Document segment:
*** Begin section ***

Business & Protection

Life Insurance UK | A Plain-English Overview

An informational overview of UK life insurance; term cover, whole-of-life, and how it differs from private health insurance and critical illness cover.

Life Insurance: A Plain-English Overview

Life insurance pays out a tax-free lump sum if you die during the policy term. It’s a separate product to private medical insurance (PMI), though many people consider both as part of an overall protection picture.

This page is informational. Insured Health is a UK PMI broker; we don’t currently advise on life insurance. We’ve written this so you can understand the basics before exploring further with a specialist.

Two main types

Term life insurance. Cover for a fixed period; typically 10-40 years. If you die during the term, the policy pays out. If you outlive it, it ends with no payment. Term insurance is the affordable choice for most people, especially when the goal is “make sure my mortgage and dependents are covered until the kids are grown”.

Within term insurance, there are sub-types:

  • Level term; sum assured stays the same for the whole term
  • Decreasing term; sum assured reduces over time, usually matching a repayment mortgage balance; cheaper than level term
  • Family income benefit; pays a regular monthly amount instead of a lump sum

Whole-of-life insurance. Cover that pays out whenever you die, with no end date, provided premiums continue. Significantly more expensive because the insurer is committed to paying eventually. Often used for inheritance tax planning rather than family protection.

*** End section ***

[Stored data entries]
*** Begin section ***

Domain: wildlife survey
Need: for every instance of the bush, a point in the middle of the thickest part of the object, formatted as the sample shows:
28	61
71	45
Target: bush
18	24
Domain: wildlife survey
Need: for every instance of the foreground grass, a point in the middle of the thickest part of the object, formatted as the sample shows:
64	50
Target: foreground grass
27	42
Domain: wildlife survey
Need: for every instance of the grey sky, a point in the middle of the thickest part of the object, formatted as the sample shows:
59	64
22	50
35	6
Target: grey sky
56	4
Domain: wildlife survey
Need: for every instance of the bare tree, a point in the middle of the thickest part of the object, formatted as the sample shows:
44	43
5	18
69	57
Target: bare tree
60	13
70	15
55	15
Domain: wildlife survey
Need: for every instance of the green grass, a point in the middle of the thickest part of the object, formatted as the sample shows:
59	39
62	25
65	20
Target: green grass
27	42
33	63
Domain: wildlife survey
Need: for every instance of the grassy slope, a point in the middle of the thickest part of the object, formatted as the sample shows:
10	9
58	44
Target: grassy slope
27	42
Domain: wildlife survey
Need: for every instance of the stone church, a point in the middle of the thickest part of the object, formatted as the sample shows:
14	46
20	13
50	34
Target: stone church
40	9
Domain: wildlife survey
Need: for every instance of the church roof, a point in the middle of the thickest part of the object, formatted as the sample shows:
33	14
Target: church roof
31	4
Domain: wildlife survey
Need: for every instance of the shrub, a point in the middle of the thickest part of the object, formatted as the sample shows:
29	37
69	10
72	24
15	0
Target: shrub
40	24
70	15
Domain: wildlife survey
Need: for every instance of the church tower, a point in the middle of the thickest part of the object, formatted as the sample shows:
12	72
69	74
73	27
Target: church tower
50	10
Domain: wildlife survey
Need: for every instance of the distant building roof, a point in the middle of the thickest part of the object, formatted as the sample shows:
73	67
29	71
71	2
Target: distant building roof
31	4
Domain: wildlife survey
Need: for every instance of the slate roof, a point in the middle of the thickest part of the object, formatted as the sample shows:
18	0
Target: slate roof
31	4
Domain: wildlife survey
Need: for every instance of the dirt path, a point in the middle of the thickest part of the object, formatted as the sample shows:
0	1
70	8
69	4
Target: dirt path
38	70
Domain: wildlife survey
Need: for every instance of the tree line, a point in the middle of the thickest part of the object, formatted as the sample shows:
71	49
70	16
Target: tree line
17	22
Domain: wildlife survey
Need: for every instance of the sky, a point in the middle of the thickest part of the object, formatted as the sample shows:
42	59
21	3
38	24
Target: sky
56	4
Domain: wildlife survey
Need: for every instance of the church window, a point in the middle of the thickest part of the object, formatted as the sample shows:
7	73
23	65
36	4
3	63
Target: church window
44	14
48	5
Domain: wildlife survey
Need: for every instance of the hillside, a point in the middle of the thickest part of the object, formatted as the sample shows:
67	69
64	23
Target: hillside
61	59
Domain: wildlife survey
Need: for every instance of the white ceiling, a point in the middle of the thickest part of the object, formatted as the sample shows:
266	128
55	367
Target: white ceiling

*** End section ***

Activities:
a. Name every sub-type of term insurance listed in the life insurance overview.
b. Substitute "period of cover" for "policy term" and reproduce the life insurance overview from "An informational overview" up to and including "overall protection picture.".
c. Proceed with the life insurance overview from the point where it stops.

Answers to the tasks:
a. Level term, decreasing term, family income benefit

b.
An informational overview of UK life insurance; term cover, whole-of-life, and how it differs from private health insurance and critical illness cover.

Life Insurance: A Plain-English Overview

Life insurance pays out a tax-free lump sum if you die during the period of cover. It’s a separate product to private medical insurance (PMI), though many people consider both as part of an overall protection picture.

c.
How life insurance differs from PMI

  • PMI pays for private medical treatment while you’re alive
  • Life insurance pays out on death

They’re entirely separate products solving entirely separate problems. Many people have both, sometimes alongside critical illness cover and income protection.

How it differs from critical illness cover

  • Life insurance pays on death
  • Critical illness pays on diagnosis of a serious illness

A common combined product, “life and critical illness” pays on whichever happens first, but only once. It’s usually slightly cheaper than buying both separately.

What life insurance is typically used for

Three common purposes:

  1. Mortgage protection. A decreasing-term policy matching mortgage balance. If you die during the term, the policy clears the mortgage so dependents aren’t displaced.
  2. Family income protection. A level-term or family income benefit policy that supports dependents until children are independent.
  3. Inheritance tax planning. Whole-of-life cover written in trust to fund any IHT liability on death without depleting the estate.

Cost

Life insurance is one of the cheapest insurance products on the market for healthy adults. A non-smoking 35-year-old might pay £8-£15 a month for £200,000 of level term cover over 25 years. The same person at 55 might pay £40-£70 a month for the same cover.

Add critical illness to the same policy and the premium typically increases significantly; sometimes doubling or more. This isn’t a deal-breaker; it just reflects that critical illness is more likely to trigger than death within working age.

Writing in trust

A widely overlooked point: life insurance proceeds can fall inside the deceased’s estate for inheritance tax purposes if the policy isn’t written in trust. Writing the policy in trust at outset (it’s free and takes minutes) keeps the payout outside the estate and gets the money to beneficiaries faster; usually weeks rather than months.

This is one of those things where five minutes of paperwork at the start saves significant time and tax later. Worth asking any broker who arranges life cover for you.

Underwriting

Life insurance underwriting is generally simpler than critical illness, but still asks about:

  • Medical history and current conditions
  • Family medical history
  • Smoker status, height, weight
  • Alcohol consumption
  • Occupation and hazardous activities

Most healthy applicants get standard rates. Significant medical history can lead to loadings or, in rare cases; declinature.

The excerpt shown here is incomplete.